Top of Provided entries

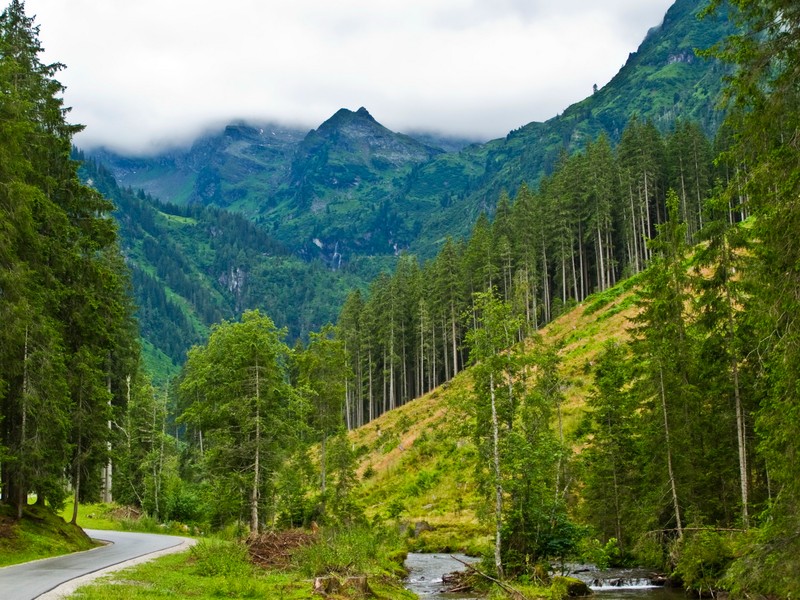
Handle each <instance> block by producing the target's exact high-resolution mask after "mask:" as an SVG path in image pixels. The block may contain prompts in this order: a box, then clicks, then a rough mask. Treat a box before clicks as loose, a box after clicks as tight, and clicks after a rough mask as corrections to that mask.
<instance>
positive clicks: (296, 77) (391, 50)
mask: <svg viewBox="0 0 800 600" xmlns="http://www.w3.org/2000/svg"><path fill="white" fill-rule="evenodd" d="M670 4H671V1H670V0H658V1H655V0H654V1H651V2H647V3H642V2H640V0H607V1H605V2H603V3H598V2H596V1H595V0H562V1H561V2H558V3H553V2H552V1H550V0H547V1H544V0H497V1H496V2H495V1H493V2H491V3H488V2H485V1H483V0H437V1H430V0H428V1H425V0H382V1H381V2H374V1H372V0H339V1H338V2H325V1H322V0H293V1H292V2H277V1H268V2H264V1H258V0H229V1H228V2H227V3H225V4H224V5H221V4H219V3H216V2H214V3H211V2H196V1H189V0H158V1H156V0H139V1H138V2H128V1H127V0H125V1H123V0H70V2H68V3H67V2H64V1H63V0H27V2H26V10H27V12H28V14H29V15H36V17H37V18H36V22H37V24H39V25H40V27H41V33H40V37H41V41H42V45H43V46H44V47H45V50H46V54H45V59H46V60H49V61H59V62H63V63H66V64H67V67H68V68H67V69H66V70H65V71H63V72H62V73H60V74H59V80H60V81H61V82H62V83H64V84H65V85H67V87H68V90H67V93H66V97H65V99H66V103H67V104H68V105H69V106H72V107H73V111H72V114H71V117H70V118H71V120H72V121H74V122H78V123H83V124H85V125H86V126H87V127H86V130H85V132H83V133H82V134H80V136H79V137H78V138H77V140H76V141H77V143H78V144H80V145H82V146H84V147H92V146H96V145H106V146H112V147H115V148H117V149H120V150H124V151H127V152H147V151H148V150H151V149H152V148H154V147H156V146H161V145H165V144H166V145H171V144H181V143H186V142H187V141H188V140H190V139H191V138H192V137H194V136H196V135H197V134H199V133H200V132H202V131H203V130H205V129H207V128H208V127H209V126H210V125H212V124H220V123H223V122H226V121H230V120H234V119H237V118H244V119H250V120H259V121H277V122H281V123H288V124H294V125H298V126H301V127H308V128H311V127H316V126H317V125H319V124H320V123H321V122H322V121H324V120H325V119H327V118H328V117H329V116H330V115H332V114H333V113H334V112H335V111H336V110H338V109H339V108H341V107H347V108H351V109H356V108H358V107H359V106H365V107H367V108H368V109H369V111H370V112H371V113H372V115H373V116H374V117H375V118H376V119H377V120H378V121H380V122H381V123H383V124H384V125H386V126H387V127H390V128H392V129H395V130H410V129H414V130H436V131H441V132H444V133H452V134H457V135H465V136H474V137H480V138H485V139H489V138H493V137H500V136H503V135H505V134H506V133H507V132H508V131H509V130H511V129H514V128H516V127H519V126H521V125H523V124H525V123H528V122H530V121H535V120H545V119H548V118H550V117H552V116H555V115H556V114H557V113H559V112H561V111H562V110H563V109H564V108H566V107H567V106H568V105H569V104H571V103H573V102H576V101H578V100H580V99H582V98H583V97H585V96H587V95H589V94H590V93H591V91H592V85H593V84H597V85H600V86H602V85H604V84H605V83H606V82H607V81H608V80H609V79H611V77H612V76H613V75H614V74H615V73H616V72H617V71H618V70H619V68H620V67H621V66H622V64H623V63H624V61H625V60H626V58H627V56H628V53H629V52H631V51H633V50H635V49H636V47H637V46H638V44H639V42H641V40H642V39H643V38H644V36H645V34H646V33H647V31H648V29H650V28H651V27H652V26H654V25H658V24H659V23H660V22H661V20H662V18H663V14H664V13H665V12H666V10H667V8H668V7H669V5H670Z"/></svg>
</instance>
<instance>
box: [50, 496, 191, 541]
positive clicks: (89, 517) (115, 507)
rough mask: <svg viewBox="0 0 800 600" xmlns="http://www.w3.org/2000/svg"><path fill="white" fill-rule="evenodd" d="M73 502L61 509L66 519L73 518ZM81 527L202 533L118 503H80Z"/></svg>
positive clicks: (126, 530)
mask: <svg viewBox="0 0 800 600" xmlns="http://www.w3.org/2000/svg"><path fill="white" fill-rule="evenodd" d="M72 507H73V505H72V502H68V503H67V504H66V505H65V506H64V510H62V511H61V516H62V517H63V518H64V520H65V521H69V520H71V519H72ZM77 523H78V526H79V527H85V528H86V529H110V530H112V531H137V532H142V533H163V534H166V535H188V536H194V535H202V532H201V531H199V530H198V529H197V528H195V527H189V526H187V525H184V524H183V523H177V522H171V523H159V522H158V521H157V520H156V519H154V518H152V517H149V516H147V515H142V514H140V513H138V512H135V511H134V510H133V509H131V508H130V507H127V506H120V505H118V504H113V503H112V504H104V503H97V504H78V519H77Z"/></svg>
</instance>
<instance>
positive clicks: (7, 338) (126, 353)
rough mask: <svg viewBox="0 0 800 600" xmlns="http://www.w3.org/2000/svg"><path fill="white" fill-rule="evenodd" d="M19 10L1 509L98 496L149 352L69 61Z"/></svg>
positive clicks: (5, 317)
mask: <svg viewBox="0 0 800 600" xmlns="http://www.w3.org/2000/svg"><path fill="white" fill-rule="evenodd" d="M38 34H39V28H38V26H36V25H34V20H33V18H30V17H28V16H27V15H26V14H25V8H24V4H23V3H22V2H19V1H18V0H14V1H12V2H11V3H10V4H9V6H8V7H7V8H6V9H5V10H3V12H2V14H0V96H2V99H3V100H2V105H1V106H0V112H2V119H0V121H1V122H2V124H0V138H2V140H3V142H2V149H1V150H0V165H1V166H0V222H2V225H0V289H1V290H2V303H0V318H1V319H2V321H3V324H4V326H3V328H2V332H0V372H1V373H2V375H0V419H1V420H2V428H0V453H1V454H0V455H1V456H2V460H3V465H4V468H3V473H2V489H3V501H4V502H6V503H10V504H12V505H14V506H15V507H16V509H17V517H18V518H21V517H22V511H23V509H24V508H25V505H26V499H27V497H28V494H29V493H35V494H36V495H37V497H38V499H39V501H41V502H42V503H44V502H47V503H49V504H50V506H51V507H53V508H55V509H57V508H60V507H61V506H62V505H63V504H64V500H65V498H66V495H67V492H66V489H65V483H66V478H65V473H66V474H68V477H69V480H70V483H71V485H72V490H73V491H74V494H75V497H76V499H77V500H83V499H85V498H87V497H91V496H93V495H95V494H96V493H97V492H98V491H99V487H100V486H99V481H98V475H99V470H100V465H101V464H106V463H107V461H108V459H109V457H108V448H109V443H110V441H111V439H110V438H111V428H110V427H109V425H108V422H109V421H110V420H111V419H112V418H113V416H114V413H115V411H116V408H117V407H119V406H123V405H124V402H125V398H124V396H123V393H122V391H123V389H124V388H123V385H122V382H123V381H124V378H125V375H126V374H129V373H131V372H132V371H135V370H136V368H137V362H138V354H139V349H138V346H137V344H136V325H135V322H134V321H133V319H132V313H133V308H132V303H131V300H130V297H129V295H128V292H129V289H128V288H129V277H128V273H127V269H126V267H125V265H124V262H123V260H122V257H121V255H120V251H119V248H118V245H117V232H116V226H115V224H114V222H113V220H112V219H111V218H110V212H111V210H112V209H113V206H112V204H111V203H110V202H109V201H108V200H106V199H105V198H103V197H102V196H101V195H100V194H98V193H97V192H96V191H95V190H93V189H91V188H89V187H87V186H84V185H82V184H81V182H80V181H79V179H78V175H77V165H76V164H75V163H74V162H72V161H71V159H70V150H71V139H72V136H73V135H74V134H75V133H77V132H78V131H80V130H81V127H80V126H77V125H71V124H69V123H67V121H66V114H67V112H68V109H67V108H65V107H64V105H63V96H62V92H63V86H62V85H61V84H60V83H59V82H58V81H57V80H56V79H55V75H56V74H57V73H58V71H60V70H61V69H62V68H63V65H61V64H59V63H54V64H44V63H42V62H41V59H40V54H41V53H42V47H41V45H40V43H39V39H38Z"/></svg>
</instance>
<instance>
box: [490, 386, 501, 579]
mask: <svg viewBox="0 0 800 600" xmlns="http://www.w3.org/2000/svg"><path fill="white" fill-rule="evenodd" d="M489 394H490V397H491V400H492V458H493V462H494V490H495V496H494V520H495V533H494V535H495V539H494V564H495V568H496V569H497V576H498V577H499V578H500V579H502V578H503V561H502V558H501V556H500V549H501V548H502V541H503V540H502V528H503V485H502V482H501V480H500V427H499V424H498V422H497V421H498V420H497V403H496V401H495V394H494V375H493V374H492V373H490V374H489Z"/></svg>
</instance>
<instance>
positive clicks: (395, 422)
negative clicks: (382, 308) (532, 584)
mask: <svg viewBox="0 0 800 600" xmlns="http://www.w3.org/2000/svg"><path fill="white" fill-rule="evenodd" d="M636 283H637V278H632V279H628V280H626V281H624V282H622V283H621V284H619V285H617V286H616V287H614V288H612V289H610V290H607V291H606V292H603V293H600V294H595V295H593V296H590V297H589V298H587V300H586V301H585V302H584V303H582V304H581V305H579V306H576V307H574V308H573V309H571V310H569V311H568V312H566V313H565V314H563V315H562V316H561V317H559V318H558V319H556V320H555V321H554V322H552V323H551V324H550V325H548V326H547V327H546V328H544V329H543V330H542V331H540V332H539V333H540V335H541V341H542V343H544V344H548V345H550V346H554V347H556V348H558V349H559V351H558V352H559V356H560V357H561V374H562V377H563V378H564V381H565V387H564V395H565V402H564V404H563V405H562V422H563V428H564V435H565V439H566V440H567V441H568V442H571V443H572V444H573V445H575V446H576V449H577V446H578V444H577V440H576V432H577V431H578V427H579V424H580V421H581V418H582V416H583V414H584V410H585V403H586V398H587V396H588V395H589V394H590V392H591V389H592V378H593V367H594V364H595V363H596V361H597V358H598V356H599V354H600V352H601V351H602V349H603V346H604V344H605V343H606V342H607V341H608V340H611V339H617V340H620V341H622V340H624V339H627V337H628V336H629V331H628V329H629V327H630V318H631V317H632V316H633V314H634V311H635V307H634V299H635V292H634V291H633V289H634V287H635V285H636ZM534 344H535V342H533V341H530V342H529V343H528V344H526V351H529V350H530V349H531V348H532V347H533V345H534ZM471 394H472V379H471V374H470V370H469V369H467V370H466V371H464V372H462V373H460V374H459V375H458V376H457V377H455V378H454V379H453V380H452V381H451V382H449V383H447V384H445V385H443V386H440V387H439V388H437V389H436V390H434V391H432V392H430V393H428V394H426V395H425V396H423V397H421V398H418V399H416V400H413V401H412V402H409V403H408V404H406V405H404V406H402V407H400V408H398V409H396V410H393V411H390V412H388V413H386V414H384V415H382V416H381V417H379V418H378V419H376V420H374V421H372V422H371V423H368V424H367V425H365V426H363V427H361V428H359V429H357V430H355V431H353V432H351V434H350V436H351V441H352V443H353V447H354V448H355V450H356V452H357V454H358V456H359V468H358V475H359V477H360V479H361V486H360V489H359V494H360V499H361V501H362V502H363V504H364V506H365V507H366V511H367V516H368V517H370V518H372V519H377V520H381V521H394V522H396V523H397V524H399V525H401V526H402V527H406V528H407V529H406V534H407V536H408V541H409V547H410V548H411V549H416V550H431V551H457V550H462V551H467V552H471V553H477V552H479V551H481V549H483V548H487V547H488V546H489V544H490V542H491V539H490V531H489V529H490V526H489V525H488V523H487V522H486V520H485V519H482V518H481V517H482V516H484V515H483V514H482V513H483V512H484V511H486V510H487V509H488V508H489V507H487V506H485V504H484V502H483V500H482V497H481V495H480V493H479V490H478V487H477V484H476V482H475V478H474V464H475V459H476V456H477V449H476V447H475V445H474V443H473V441H472V431H473V429H472V428H473V427H474V425H473V424H472V423H471V422H470V420H469V417H468V416H467V414H466V412H465V410H464V406H465V403H468V402H470V401H471Z"/></svg>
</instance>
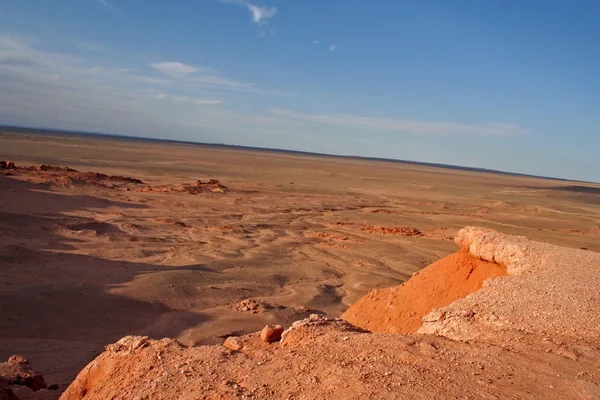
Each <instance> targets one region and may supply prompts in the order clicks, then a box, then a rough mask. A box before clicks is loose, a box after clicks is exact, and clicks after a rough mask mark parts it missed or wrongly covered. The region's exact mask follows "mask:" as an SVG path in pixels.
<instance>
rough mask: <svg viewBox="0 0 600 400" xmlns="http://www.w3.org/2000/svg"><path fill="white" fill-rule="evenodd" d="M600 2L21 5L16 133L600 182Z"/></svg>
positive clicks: (283, 1) (16, 19)
mask: <svg viewBox="0 0 600 400" xmlns="http://www.w3.org/2000/svg"><path fill="white" fill-rule="evenodd" d="M599 16H600V2H597V1H584V0H578V1H551V0H546V1H529V0H505V1H502V0H453V1H444V0H419V1H400V0H393V1H383V0H382V1H377V2H372V1H366V0H365V1H356V0H346V1H341V0H340V1H333V0H330V1H324V0H264V1H258V0H221V1H219V0H173V1H166V0H164V1H159V0H156V1H146V0H72V1H68V0H62V1H60V0H38V1H31V0H4V1H3V2H2V3H0V123H3V124H15V125H25V126H40V127H50V128H61V129H72V130H86V131H98V132H107V133H118V134H127V135H137V136H147V137H157V138H169V139H181V140H192V141H199V142H216V143H226V144H239V145H248V146H261V147H271V148H285V149H295V150H305V151H315V152H325V153H334V154H352V155H363V156H375V157H389V158H398V159H406V160H416V161H425V162H436V163H445V164H456V165H463V166H474V167H483V168H492V169H500V170H506V171H513V172H522V173H530V174H538V175H546V176H556V177H565V178H572V179H581V180H594V181H600V156H599V155H598V154H599V153H600V135H599V133H600V132H599V130H598V126H599V123H600V92H599V89H600V24H598V23H597V22H598V18H599Z"/></svg>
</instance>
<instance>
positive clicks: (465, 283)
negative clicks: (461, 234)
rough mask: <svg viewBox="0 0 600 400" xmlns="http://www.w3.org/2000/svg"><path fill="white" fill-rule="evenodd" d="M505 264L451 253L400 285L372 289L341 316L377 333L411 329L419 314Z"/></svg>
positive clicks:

Bottom of Provided entries

Report the tally of lines in the listing that carry the string "before", and nothing else.

Result
2